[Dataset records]
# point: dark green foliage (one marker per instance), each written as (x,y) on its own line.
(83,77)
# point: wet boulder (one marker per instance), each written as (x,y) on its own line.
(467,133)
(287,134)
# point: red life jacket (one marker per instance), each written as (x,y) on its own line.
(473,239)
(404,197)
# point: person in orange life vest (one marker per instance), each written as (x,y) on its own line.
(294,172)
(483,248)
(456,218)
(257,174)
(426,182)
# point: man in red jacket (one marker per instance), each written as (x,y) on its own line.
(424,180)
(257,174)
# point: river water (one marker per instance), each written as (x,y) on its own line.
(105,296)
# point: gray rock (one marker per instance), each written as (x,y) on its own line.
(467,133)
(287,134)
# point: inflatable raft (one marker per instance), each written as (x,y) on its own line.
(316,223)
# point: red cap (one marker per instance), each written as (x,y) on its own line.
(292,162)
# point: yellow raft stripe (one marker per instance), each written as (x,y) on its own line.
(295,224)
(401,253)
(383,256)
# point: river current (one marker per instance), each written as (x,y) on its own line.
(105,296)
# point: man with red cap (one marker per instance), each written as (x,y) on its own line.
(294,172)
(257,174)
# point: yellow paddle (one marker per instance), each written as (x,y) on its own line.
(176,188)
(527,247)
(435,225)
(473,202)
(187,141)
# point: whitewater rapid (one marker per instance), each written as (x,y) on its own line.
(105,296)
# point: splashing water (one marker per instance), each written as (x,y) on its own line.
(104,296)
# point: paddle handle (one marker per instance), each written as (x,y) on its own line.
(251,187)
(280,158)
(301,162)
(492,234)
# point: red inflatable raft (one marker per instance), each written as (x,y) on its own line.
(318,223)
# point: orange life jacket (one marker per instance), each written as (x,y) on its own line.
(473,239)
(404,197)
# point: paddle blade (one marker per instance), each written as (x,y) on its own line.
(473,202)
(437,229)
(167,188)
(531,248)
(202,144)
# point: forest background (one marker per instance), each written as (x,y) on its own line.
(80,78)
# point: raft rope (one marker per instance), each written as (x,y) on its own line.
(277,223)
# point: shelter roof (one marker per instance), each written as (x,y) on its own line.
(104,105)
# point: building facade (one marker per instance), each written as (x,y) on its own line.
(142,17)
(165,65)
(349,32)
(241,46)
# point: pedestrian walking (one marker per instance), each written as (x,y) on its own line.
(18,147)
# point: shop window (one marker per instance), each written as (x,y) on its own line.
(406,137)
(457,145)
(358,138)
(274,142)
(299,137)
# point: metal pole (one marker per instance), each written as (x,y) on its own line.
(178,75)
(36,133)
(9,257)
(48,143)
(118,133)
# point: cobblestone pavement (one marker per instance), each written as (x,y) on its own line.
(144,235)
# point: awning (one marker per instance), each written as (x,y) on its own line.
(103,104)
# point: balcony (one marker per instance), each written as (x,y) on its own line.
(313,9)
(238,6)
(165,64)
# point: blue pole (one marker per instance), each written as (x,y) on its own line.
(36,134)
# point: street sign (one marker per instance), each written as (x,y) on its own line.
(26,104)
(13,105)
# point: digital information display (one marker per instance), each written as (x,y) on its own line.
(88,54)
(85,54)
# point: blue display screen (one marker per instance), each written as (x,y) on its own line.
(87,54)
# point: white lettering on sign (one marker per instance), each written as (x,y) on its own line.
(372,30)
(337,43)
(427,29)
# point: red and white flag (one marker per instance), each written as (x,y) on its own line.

What you have to do
Exactly reproduce every line found in the records.

Exercise output
# point: dark green foliage (one marker per instance), each written as (x,y) on its own line.
(83,77)
# point: wet boulder (one marker per instance), each written as (x,y) on its own line.
(467,133)
(287,134)
# point: red life jacket (one marker per instance), each written as (x,y) on its own line.
(473,239)
(404,197)
# point: person in orange life vest (one marker per instance), each written as (x,y) on its own line.
(294,172)
(483,248)
(456,218)
(257,174)
(426,182)
# point: man in red jacket (one marker per instance), each written as (x,y) on its own line.
(424,180)
(257,174)
# point: river water (one marker per instance), each written as (x,y) on its own line.
(105,296)
# point: gray rock (one marker per instance), each written as (x,y) on its own line.
(467,133)
(287,134)
# point: inflatable raft (one marker per instance), each written as (x,y) on its own line.
(316,223)
# point: red cap (one marker per instance), each written as (x,y) on its own line.
(292,162)
# point: yellow raft stripe (one marker per instance), each written as (x,y) on its own line.
(295,224)
(401,253)
(383,256)
# point: river current (one marker per instance), each written as (x,y) on its own line.
(105,296)
# point: man with red cap (one marker per instance), each written as (x,y) on its own line.
(294,172)
(257,174)
# point: yellow paddle (one marker per instance), each written as (x,y) on its own line.
(176,188)
(527,247)
(435,225)
(473,202)
(187,141)
# point: whitewater rapid (one marker per instance), each written as (x,y) on its own line.
(105,296)
# point: splashing water (one marker per instance), each written as (x,y) on its own line.
(104,296)
# point: paddle handle (one marker per instance), each written as (x,y) on its own line.
(251,187)
(280,158)
(301,162)
(492,234)
# point: red inflatable raft (one marker per instance), each written as (x,y) on its own line.
(318,223)
# point: orange life jacket (one marker per instance), each written as (x,y) on its own line.
(473,239)
(404,197)
# point: paddle blade (one marker per instance), each written as (x,y) on its own line.
(473,202)
(437,229)
(167,188)
(531,248)
(202,144)
# point: forest background (one marker per instance), each written as (x,y) on its own line.
(80,78)
# point: raft rope (one marker per instance), each written as (x,y) on its own line.
(277,223)
# point: shelter roof (one marker per instance), each written as (x,y) on its own line.
(104,105)
# point: building facade (one marker per instance), each written as (x,y) on its own line.
(142,17)
(165,65)
(349,32)
(241,46)
# point: pedestrian walking (one marker per instance), each written as (x,y) on its own line.
(18,147)
# point: shop window (one marker per instance), each written as (x,y) on its own line.
(406,137)
(457,145)
(358,138)
(274,142)
(299,137)
# point: metal pole (one marker per instance), each written as (x,y) on its own line.
(178,75)
(36,133)
(9,257)
(48,143)
(118,133)
# point: cobblestone pavement (one marker per instance), each written as (x,y) on its own line.
(144,235)
# point: awning (one marker per instance), each written as (x,y) on its own line.
(103,104)
# point: balcony (one marker per instance), each written as (x,y) on its own line.
(313,9)
(238,6)
(165,64)
# point: blue pole (one marker per instance), each written as (x,y) on its own line.
(36,134)
# point: street sign (one marker per instance), each written as (x,y) on its own line.
(26,104)
(13,105)
# point: digital information display (one marker per instance), each written as (x,y) on its own line.
(88,54)
(85,54)
# point: blue display screen (one marker per instance), each written as (x,y) on its own line.
(87,54)
# point: white lettering on sign (one marker per instance), each written as (x,y) on its own line.
(372,30)
(337,43)
(427,29)
# point: red and white flag (one marker per instance), each written as (x,y) on its own line.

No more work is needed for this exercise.